Les trois heures de route jusqu’à Philly sont une enfilade de flamboyance. De vallée en gorge, puis dans le dégagement des plaines ponctuées de fermes de bois rouge liseré de blanc, le long des rivières aux noms qui attrapent les rêves : Juniata, Susquehanna… Partout cette tapisserie de roux, de cuivré, de toutes les déclinaisons possibles de l’orange. Je roulais, seule, les couleurs me brûlant les yeux et jusque dans la poitrine. Dans les étincelles de mon cerveau, je construisais les phrases de la fin de mon chapitre, cherchais confusément l’axe du suivant. Je me trompe quatre fois de route… Et cette pensée si forte et douce qui me traverse : quelle chance d’être seule avec moi-même pour vivre pleinement cet enchantement. Ça n’aurait supporté aucune présence humaine. Mais bien sûr a posteriori, la nécessité viscérale de l’esquisse et du partage.

Meyer, encore, comme une évidence pour accompagner cet été indien pennsylvanien : Edgar Meyer, Concerto pour violon : II. Dramma musicale, eroico, lirico et gioioso. Interprété par Hilary Hahn, Hugh Wolff, Saint Paul Chamber Orchestra.

Flirt automnal

Je me hâte dans les rues longues, larges, bordées de maisons pennsylvaniennes à porches. À un carrefour, comme je m’apprête à traverser, dans le ciel bleu discret, pur et froid,
d’un coup cette envolée de feuilles
jaune d’or
qui montent dans le bleu
une nuée

Je m’arrête. On a l’impression, parfois, que la nature se met en scène pour vous
pour le moment où vous arrivez à ce carrefour avec votre bazar dans la tête.

> _Consignes_
A: Traduisez en anglais cette phrase du texte : « Je roulais, seule, les couleurs me brûlant les yeux et jusque dans la poitrine. »
B: D'après le texte, quelles rivières longe-t-on sur la route jusqu'à Philly ?
C: Recopiez fidèlement le passage du texte qui commence par « Meyer, encore, comme » et se termine par « dans la tête. », ces mots compris.

> _Données fournies_
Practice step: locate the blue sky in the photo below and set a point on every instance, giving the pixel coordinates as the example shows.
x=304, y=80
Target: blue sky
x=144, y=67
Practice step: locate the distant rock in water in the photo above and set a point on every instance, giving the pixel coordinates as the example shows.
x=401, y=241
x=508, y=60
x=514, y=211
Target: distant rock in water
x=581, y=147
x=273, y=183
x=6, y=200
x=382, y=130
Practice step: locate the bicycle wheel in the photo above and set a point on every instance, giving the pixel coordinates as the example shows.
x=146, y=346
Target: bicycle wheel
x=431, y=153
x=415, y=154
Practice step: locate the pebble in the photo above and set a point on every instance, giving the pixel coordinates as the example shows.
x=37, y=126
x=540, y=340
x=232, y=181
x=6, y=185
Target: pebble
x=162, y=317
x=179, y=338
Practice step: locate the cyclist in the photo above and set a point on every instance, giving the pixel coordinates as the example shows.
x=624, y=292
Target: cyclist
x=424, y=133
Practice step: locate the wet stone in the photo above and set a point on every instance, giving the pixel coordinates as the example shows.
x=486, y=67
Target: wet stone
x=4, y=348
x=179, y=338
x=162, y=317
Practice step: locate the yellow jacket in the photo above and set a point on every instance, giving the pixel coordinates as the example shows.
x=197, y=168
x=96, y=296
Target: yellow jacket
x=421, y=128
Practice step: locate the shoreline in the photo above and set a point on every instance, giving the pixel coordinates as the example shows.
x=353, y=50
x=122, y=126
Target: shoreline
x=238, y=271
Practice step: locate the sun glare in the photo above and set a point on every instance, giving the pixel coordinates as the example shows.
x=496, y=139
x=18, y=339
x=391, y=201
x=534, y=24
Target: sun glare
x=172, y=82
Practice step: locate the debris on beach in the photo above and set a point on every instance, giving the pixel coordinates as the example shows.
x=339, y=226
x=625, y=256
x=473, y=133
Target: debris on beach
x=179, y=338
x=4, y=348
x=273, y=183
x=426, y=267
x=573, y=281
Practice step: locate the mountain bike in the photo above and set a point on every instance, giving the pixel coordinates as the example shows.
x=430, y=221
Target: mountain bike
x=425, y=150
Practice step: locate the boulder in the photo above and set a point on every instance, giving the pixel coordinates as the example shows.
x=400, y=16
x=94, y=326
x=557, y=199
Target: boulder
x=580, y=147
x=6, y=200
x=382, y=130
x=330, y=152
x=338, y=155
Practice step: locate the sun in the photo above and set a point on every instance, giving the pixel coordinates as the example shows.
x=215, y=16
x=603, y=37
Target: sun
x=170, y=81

* * *

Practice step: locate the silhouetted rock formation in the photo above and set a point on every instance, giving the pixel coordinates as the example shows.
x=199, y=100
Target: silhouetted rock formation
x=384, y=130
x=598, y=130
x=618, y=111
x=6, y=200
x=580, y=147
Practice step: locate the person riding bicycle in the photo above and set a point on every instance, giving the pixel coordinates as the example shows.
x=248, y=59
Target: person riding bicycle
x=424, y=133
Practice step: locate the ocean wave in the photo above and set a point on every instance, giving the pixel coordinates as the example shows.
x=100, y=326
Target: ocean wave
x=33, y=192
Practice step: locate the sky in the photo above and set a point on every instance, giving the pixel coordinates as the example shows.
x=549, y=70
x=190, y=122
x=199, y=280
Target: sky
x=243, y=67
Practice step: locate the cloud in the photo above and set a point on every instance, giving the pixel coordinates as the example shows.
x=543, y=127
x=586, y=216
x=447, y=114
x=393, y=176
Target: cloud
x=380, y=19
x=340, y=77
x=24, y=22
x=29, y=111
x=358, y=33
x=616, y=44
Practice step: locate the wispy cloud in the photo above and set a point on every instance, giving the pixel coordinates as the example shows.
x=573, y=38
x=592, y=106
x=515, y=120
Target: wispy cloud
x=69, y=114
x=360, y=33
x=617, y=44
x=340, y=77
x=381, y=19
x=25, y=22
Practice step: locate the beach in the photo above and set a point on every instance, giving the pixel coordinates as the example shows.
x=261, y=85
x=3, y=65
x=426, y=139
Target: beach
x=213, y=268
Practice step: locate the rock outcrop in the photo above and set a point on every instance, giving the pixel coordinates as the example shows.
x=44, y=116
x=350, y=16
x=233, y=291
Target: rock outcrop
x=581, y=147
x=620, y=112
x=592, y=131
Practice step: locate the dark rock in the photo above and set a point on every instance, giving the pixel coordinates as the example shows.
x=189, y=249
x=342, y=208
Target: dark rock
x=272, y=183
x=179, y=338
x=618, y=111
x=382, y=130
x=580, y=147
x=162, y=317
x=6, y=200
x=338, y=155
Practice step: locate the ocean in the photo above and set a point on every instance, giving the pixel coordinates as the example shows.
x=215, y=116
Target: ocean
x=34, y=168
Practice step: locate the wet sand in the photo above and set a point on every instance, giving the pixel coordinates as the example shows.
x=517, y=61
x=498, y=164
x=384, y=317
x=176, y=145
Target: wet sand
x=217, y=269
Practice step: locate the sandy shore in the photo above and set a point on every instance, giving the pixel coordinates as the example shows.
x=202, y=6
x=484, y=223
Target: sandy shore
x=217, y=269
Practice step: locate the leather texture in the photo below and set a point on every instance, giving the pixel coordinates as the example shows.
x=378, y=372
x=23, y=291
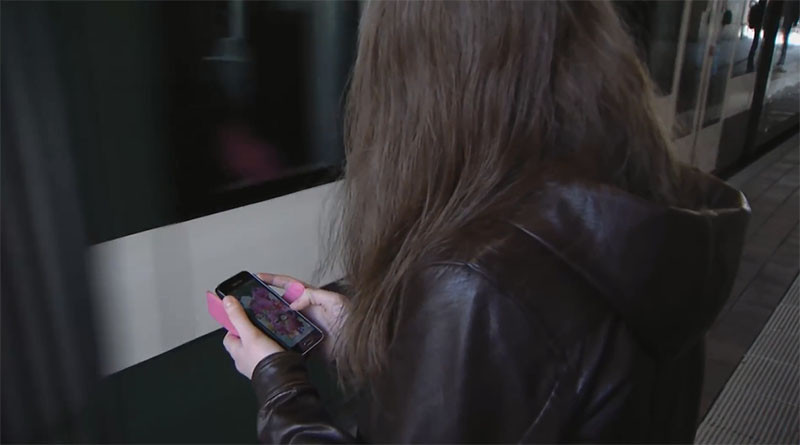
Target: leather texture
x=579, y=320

--

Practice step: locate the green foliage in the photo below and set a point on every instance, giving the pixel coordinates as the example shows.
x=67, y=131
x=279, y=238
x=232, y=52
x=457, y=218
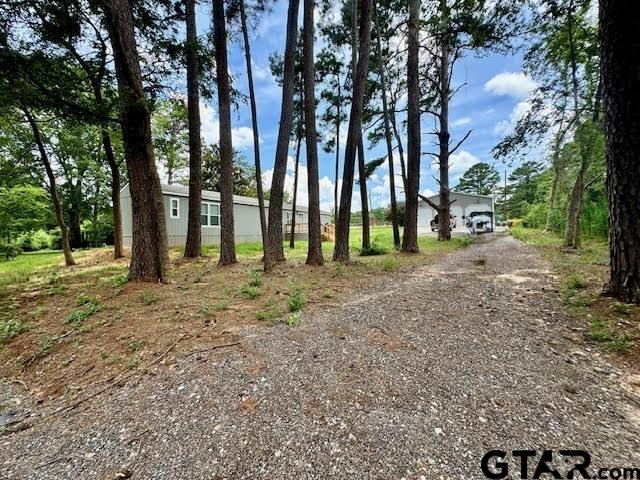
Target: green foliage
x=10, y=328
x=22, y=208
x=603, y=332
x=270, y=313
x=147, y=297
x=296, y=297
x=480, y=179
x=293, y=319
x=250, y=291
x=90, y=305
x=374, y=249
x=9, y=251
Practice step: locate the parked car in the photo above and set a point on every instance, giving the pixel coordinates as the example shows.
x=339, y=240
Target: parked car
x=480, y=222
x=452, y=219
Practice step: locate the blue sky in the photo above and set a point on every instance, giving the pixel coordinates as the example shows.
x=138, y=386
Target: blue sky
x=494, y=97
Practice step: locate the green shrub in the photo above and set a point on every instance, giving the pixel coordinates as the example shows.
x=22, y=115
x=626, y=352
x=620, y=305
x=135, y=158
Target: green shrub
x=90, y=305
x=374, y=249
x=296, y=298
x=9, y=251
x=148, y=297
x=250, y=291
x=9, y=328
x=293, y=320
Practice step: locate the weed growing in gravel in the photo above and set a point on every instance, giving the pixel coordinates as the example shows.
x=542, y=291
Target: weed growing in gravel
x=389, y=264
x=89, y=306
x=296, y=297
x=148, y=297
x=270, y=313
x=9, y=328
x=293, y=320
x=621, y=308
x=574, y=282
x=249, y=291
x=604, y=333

> _Réponses attendues_
A: I was driving, alone, the colors burning my eyes and reaching deep into my chest.

B: La Juniata et la Susquehanna.

C:
Meyer, encore, comme une évidence pour accompagner cet été indien pennsylvanien : Edgar Meyer, Concerto pour violon : II. Dramma musicale, eroico, lirico et gioioso. Interprété par Hilary Hahn, Hugh Wolff, Saint Paul Chamber Orchestra.

Flirt automnal

Je me hâte dans les rues longues, larges, bordées de maisons pennsylvaniennes à porches. À un carrefour, comme je m’apprête à traverser, dans le ciel bleu discret, pur et froid,
d’un coup cette envolée de feuilles
jaune d’or
qui montent dans le bleu
une nuée

Je m’arrête. On a l’impression, parfois, que la nature se met en scène pour vous
pour le moment où vous arrivez à ce carrefour avec votre bazar dans la tête.